Texte donné
Question : La question de la Transnistrie est revenue sur le tapis ces dernières semaines. Quel est votre pronostic pour l’avenir de la Transnistrie et est-il possible qu’une situation se présente où la Russie aura besoin de la protection directe de la paix russe dans cette région ?

S. Lavrov : 220 000 citoyens russes vivent en Transnistrie. Bien sûr, nous sommes responsables d’eux. Il y a notre contingent de maintien de la paix et un groupe de troupes qui gardent un énorme dépôt de munitions à Kolbasna. Et nous avons un mandat convenu à l’époque avec toutes les parties. Nous sommes convaincus que ce mandat est toujours d’actualité. Nous nous y conformerons.

Si nous parlons de la situation générale en Transnistrie, il est évident qu’elle s’est dégradée en raison de la politique que le gouvernement moldave, dirigé par le président Sandu, a décidé de mener. Cette politique est ouvertement anti-russe, anti-russe et anti-Transnistrie.

Des sanctions pour le soi-disant séparatisme ont été légalement introduites. Mais nous ne voyons aucun sentiment séparatiste en Transnistrie. Nous voyons chez les dirigeants de la Transnistrie un fort désir de mettre en œuvre les accords conclus dans le format « 5+2 » et visant à un règlement complet et mutuellement acceptable du statut de la Transnistrie.

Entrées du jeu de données
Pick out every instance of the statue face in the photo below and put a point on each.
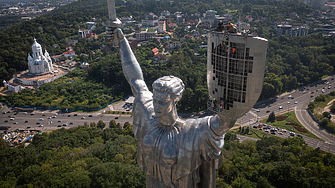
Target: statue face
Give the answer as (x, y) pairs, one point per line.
(163, 104)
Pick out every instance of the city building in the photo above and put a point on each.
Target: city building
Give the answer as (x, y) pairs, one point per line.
(173, 44)
(235, 64)
(240, 26)
(39, 63)
(292, 31)
(83, 33)
(210, 16)
(71, 42)
(13, 87)
(165, 13)
(143, 35)
(84, 65)
(161, 27)
(154, 51)
(132, 42)
(91, 25)
(149, 20)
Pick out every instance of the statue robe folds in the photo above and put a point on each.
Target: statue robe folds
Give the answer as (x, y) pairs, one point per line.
(176, 156)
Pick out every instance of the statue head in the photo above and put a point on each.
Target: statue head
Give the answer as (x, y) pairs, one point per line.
(167, 91)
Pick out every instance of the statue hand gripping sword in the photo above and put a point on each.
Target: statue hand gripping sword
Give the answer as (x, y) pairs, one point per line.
(171, 151)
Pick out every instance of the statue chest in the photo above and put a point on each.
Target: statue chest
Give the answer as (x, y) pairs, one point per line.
(161, 146)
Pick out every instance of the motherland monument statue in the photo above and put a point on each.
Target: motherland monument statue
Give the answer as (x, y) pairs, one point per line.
(171, 151)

Les consignes
**1.** Convertissez en liste numérotée les lignes de la liste situées entre la ligne contenant « Pick out every instance of the statue hand » et la fin de la liste, incluses, sans reprendre les lignes vides.
**2.** Poursuivez le texte sur la Transnistrie à partir de sa dernière phrase.

Résultats de l'exercice
**1.**
1. Pick out every instance of the statue hand gripping sword in the photo above and put a point on each.
2. Target: statue hand gripping sword
3. Give the answer as (x, y) pairs, one point per line.
4. (171, 151)
5. Pick out every instance of the statue chest in the photo above and put a point on each.
6. Target: statue chest
7. Give the answer as (x, y) pairs, one point per line.
8. (161, 146)
9. Pick out every instance of the motherland monument statue in the photo above and put a point on each.
10. Target: motherland monument statue
11. Give the answer as (x, y) pairs, one point per line.
12. (171, 151)

**2.**
Malheureusement, le format « 5+2 » est essentiellement gelé. Cela est dû en grande partie à l’Occident, qui a décidé de prendre le « règlement » en main, de l’imposer à Tiraspol et de soutenir pleinement la politique de confrontation, de myopie et d’impasse du président Sandu.

Les dirigeants ukrainiens jouent également un rôle extrêmement négatif et subversif : en violation de leur statut de médiateur dans le cadre du format « 5+2 », ils ont clairement pris le parti de Chisinau, soutiennent par tous les moyens possibles leurs aspirations belliqueuses et destructrices à l’égard de la Transnistrie, creusent des défenses et des fortifications entre l’Ukraine et la Transnistrie et démontrent par tous les moyens qu’ils sont prêts à interférer dans ce processus, y compris en recourant à la force.

Une fois de plus, je voudrais dire que la Russie est responsable de la sécurité en Transnistrie, conformément au mandat de nos troupes. Nous serons guidés par ce mandat.

Q : En ce qui concerne l’Ukraine, permettez-moi de poser une question que les gens ordinaires nous posent à nous, les journalistes. Qu’adviendra-t-il de l’Ukraine et en restera-t-il quelque chose ?

Sergueï Lavrov : Cette question préoccupe toute personne normale qui se préoccupe du sort des gens qui vivent non seulement en Ukraine, mais dans l’espace post-soviétique dans son ensemble. Il n’est pas nécessaire de répéter l’histoire du développement de cette crise après le sanglant coup d’État anticonstitutionnel, lorsque l’Occident a décidé une fois de plus de faire de la Russie une menace, en se faisant le berceau de la théorie et de la pratique nazies.

Dans le cas présent, cela se fait par l’intermédiaire des dirigeants de l’Ukraine, qui sont arrivés au pouvoir illégalement. Nous connaissons les manifestations de russophobie et de racisme pur et simple, lorsque tout ce qui est russe est légalement interdit et que les organisations nazies reçoivent un soutien direct de l’État. Elles défilent ouvertement, y compris en présence d’invités étrangers de pays occidentaux, en se vantant des insignes des divisions SS interdites par le verdict du tribunal de Nuremberg.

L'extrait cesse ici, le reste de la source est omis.